PROVIDED TEXT
________________

You are viewing a plain text version of this content. The canonical link for it is here.
Posted to dev@madlib.apache.org by GitBox <gi...@apache.org> on 2021/04/27 01:14:02 UTC
[GitHub] [madlib] kaknikhil commented on a change in pull request #564: MLP: Add rmsprop and Adam optimization techniques

kaknikhil commented on a change in pull request #564:
URL: https://github.com/apache/madlib/pull/564#discussion_r614402381



##########
File path: src/modules/convex/type/state.hpp
##########
@@ -819,11 +819,13 @@ class MLPMiniBatchState {
      * - N + 4: is_classification (do classification)
      * - N + 5: activation (activation function)
      * - N + 6: coeff (coefficients, design doc: u)
+     * - N + 7: momentum

Review comment:
       Why do we need to add momentum and nesterov to MLPMiniBatchState as part of this PR?

##########
File path: src/ports/postgres/modules/convex/mlp_igd.py_in
##########
@@ -63,7 +63,7 @@ from utilities.utilities import create_cols_from_array_sql_string
 
 
 
-@MinWarning("error")
+# @MinWarning("warning")

Review comment:
       why did we change this to warning ?

##########
File path: src/ports/postgres/modules/convex/mlp.sql_in
##########
@@ -383,6 +384,15 @@ the parameter is ignored.
 \b Optimizer \b Parameters
 <DL class="arglist">
 
+<DT>solver</dt>
+<DD>Default: sgd.
+One of 'sgd', 'rmsprop' or 'adam' or any prefix of these (e.g., 'rmsp' means 'rmsprop').

________________

MATERIAL
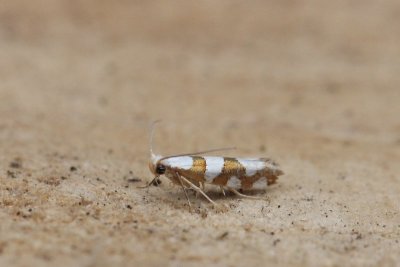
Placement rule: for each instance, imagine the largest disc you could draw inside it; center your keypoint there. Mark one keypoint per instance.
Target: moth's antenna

________________

SHORT TASK
Please return, word for word, the part of the pull request review that opens with the words containing "Posted to dev@madlib.apache.org" and closes with "is_classification (do classification)". The data has no role in this.

TASK RESPONSE
Posted to dev@madlib.apache.org by GitBox <gi...@apache.org> on 2021/04/27 01:14:02 UTC
[GitHub] [madlib] kaknikhil commented on a change in pull request #564: MLP: Add rmsprop and Adam optimization techniques

kaknikhil commented on a change in pull request #564:
URL: https://github.com/apache/madlib/pull/564#discussion_r614402381



##########
File path: src/modules/convex/type/state.hpp
##########
@@ -819,11 +819,13 @@ class MLPMiniBatchState {
      * - N + 4: is_classification (do classification)